▶ _Consigne_
Recopiez à l'identique le passage du texte fourni ci-dessous compris entre «Les insoumis laissent» et «liés au judaïsme.», bornes incluses.

▶ _Texte fourni_

^^^^^^^^

On ne va pas se mentir. Les droites (et le Parti socialiste) applaudissent aussi le député du Nord parce qu’il enquiquine Jean-Luc Mélenchon. Les communistes ont officiellement rompu avec les insoumis. Chacun sa route, chacun son chemin. Adrien Quatennens (autre élu du Nord) entretient un mince espoir de les retrouver : «Aujourd’hui nous ne sommes pas ensemble mais dans les prochains, si nous sommes en bonne position, je reste persuadé qu’il fera le bon choix.» 
 
Les insoumis laissent toujours la porte ouverte, au cas où. Résultat : ils ne disent pas du mal publiquement des communistes pour ne pas élargir la fracture. En privé, c’est un chouïa différent. Un député de région parisienne : «Ça vous étonne que la droite l’apprécie ? Pas moi. Un élu qui ne marche pas contre les violences policières mais qui marche avec des policiers factieux ça a toujours son effet.» Les communistes ne se planquent pas. Ils répondent ; ils mettent également des coups de pied sous la table. Un exemple ? Vendredi, Jean-Luc Mélenchon s’est retrouvé une nouvelle fois au cœur d’une polémique. L’insoumis a expliqué que l’éditorialiste pas encore officiellement candidat à la présidentielle, Eric Zemmour, n’est pas antisémite car «il reproduit beaucoup de scénarios culturels» conservateurs liés au judaïsme.

^^^^^^^^

▶ _Section des données_
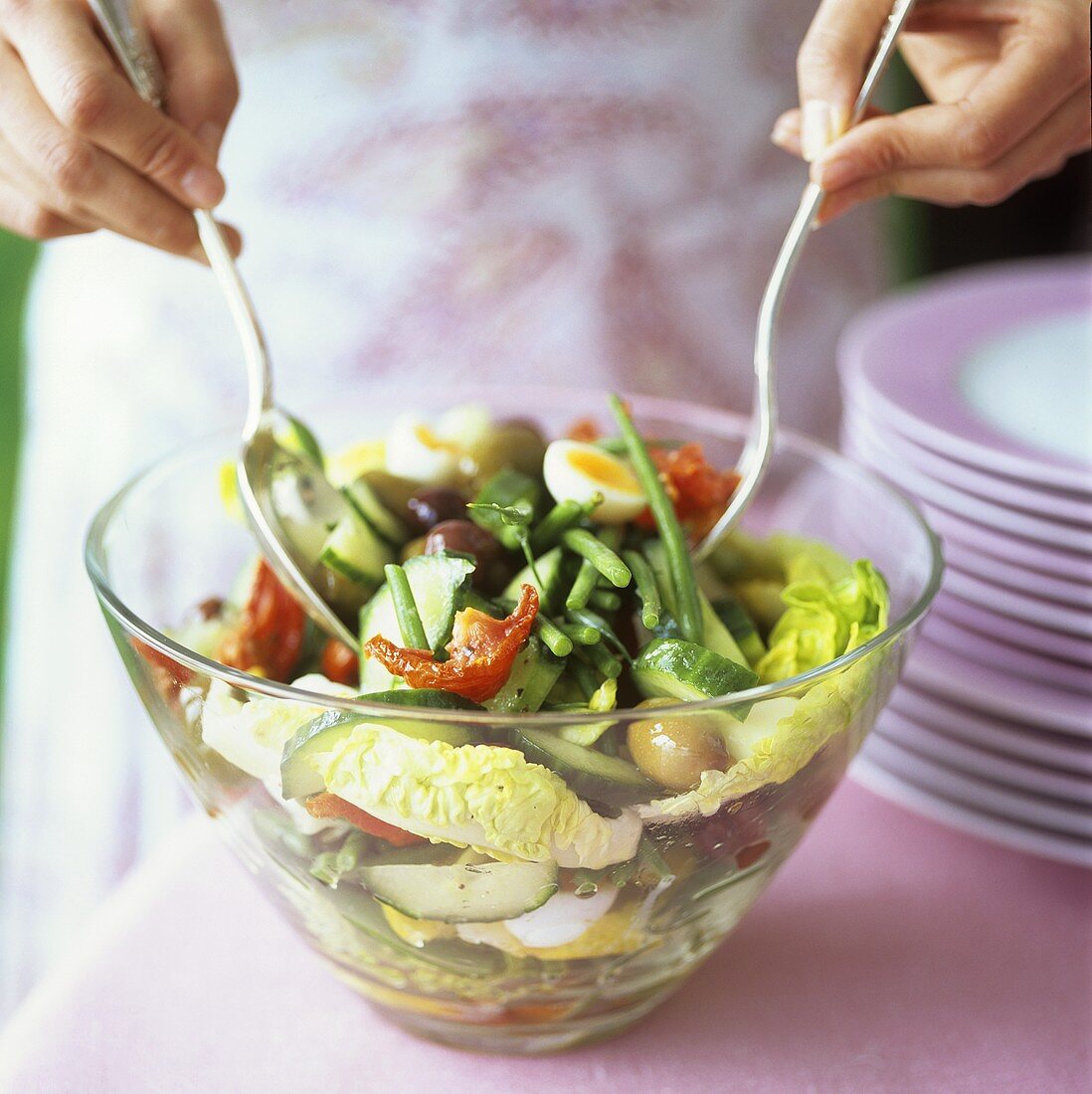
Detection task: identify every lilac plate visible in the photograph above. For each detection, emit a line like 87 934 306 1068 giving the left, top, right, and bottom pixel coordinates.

^^^^^^^^

▶ _Réponse complète_
Les insoumis laissent toujours la porte ouverte, au cas où. Résultat : ils ne disent pas du mal publiquement des communistes pour ne pas élargir la fracture. En privé, c’est un chouïa différent. Un député de région parisienne : «Ça vous étonne que la droite l’apprécie ? Pas moi. Un élu qui ne marche pas contre les violences policières mais qui marche avec des policiers factieux ça a toujours son effet.» Les communistes ne se planquent pas. Ils répondent ; ils mettent également des coups de pied sous la table. Un exemple ? Vendredi, Jean-Luc Mélenchon s’est retrouvé une nouvelle fois au cœur d’une polémique. L’insoumis a expliqué que l’éditorialiste pas encore officiellement candidat à la présidentielle, Eric Zemmour, n’est pas antisémite car «il reproduit beaucoup de scénarios culturels» conservateurs liés au judaïsme.